Could you return every one of the rows below word for word, keeping each line as it is?

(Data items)
'''

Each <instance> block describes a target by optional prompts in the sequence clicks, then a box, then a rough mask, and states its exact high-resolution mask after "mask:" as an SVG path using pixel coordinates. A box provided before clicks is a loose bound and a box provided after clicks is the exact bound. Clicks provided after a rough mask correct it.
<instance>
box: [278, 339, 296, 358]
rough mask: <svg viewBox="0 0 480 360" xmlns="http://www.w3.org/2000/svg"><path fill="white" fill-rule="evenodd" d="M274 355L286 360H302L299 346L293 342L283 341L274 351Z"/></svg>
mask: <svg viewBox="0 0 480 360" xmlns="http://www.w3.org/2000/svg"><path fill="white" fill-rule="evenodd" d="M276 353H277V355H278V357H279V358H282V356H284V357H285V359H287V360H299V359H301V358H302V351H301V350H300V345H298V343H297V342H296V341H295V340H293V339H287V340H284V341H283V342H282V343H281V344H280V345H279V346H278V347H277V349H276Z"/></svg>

'''

Finished exercise:
Each <instance> block describes a target by optional prompts in the sequence clicks, then a box, then a rough mask, and states its exact high-resolution mask after "mask:" as an SVG path using pixel coordinates. A box provided before clicks is a loose bound and a box provided after clicks is the exact bound. Clicks provided after a rough mask correct it.
<instance>
box: [278, 339, 296, 358]
rough mask: <svg viewBox="0 0 480 360" xmlns="http://www.w3.org/2000/svg"><path fill="white" fill-rule="evenodd" d="M274 355L286 360H302L299 346L293 342L283 341L274 351Z"/></svg>
mask: <svg viewBox="0 0 480 360" xmlns="http://www.w3.org/2000/svg"><path fill="white" fill-rule="evenodd" d="M276 353H277V355H278V357H279V358H282V356H284V357H285V359H287V360H299V359H301V358H302V351H301V350H300V345H298V343H297V342H296V341H295V340H293V339H287V340H284V341H283V342H282V343H281V344H280V345H279V346H278V347H277V349H276Z"/></svg>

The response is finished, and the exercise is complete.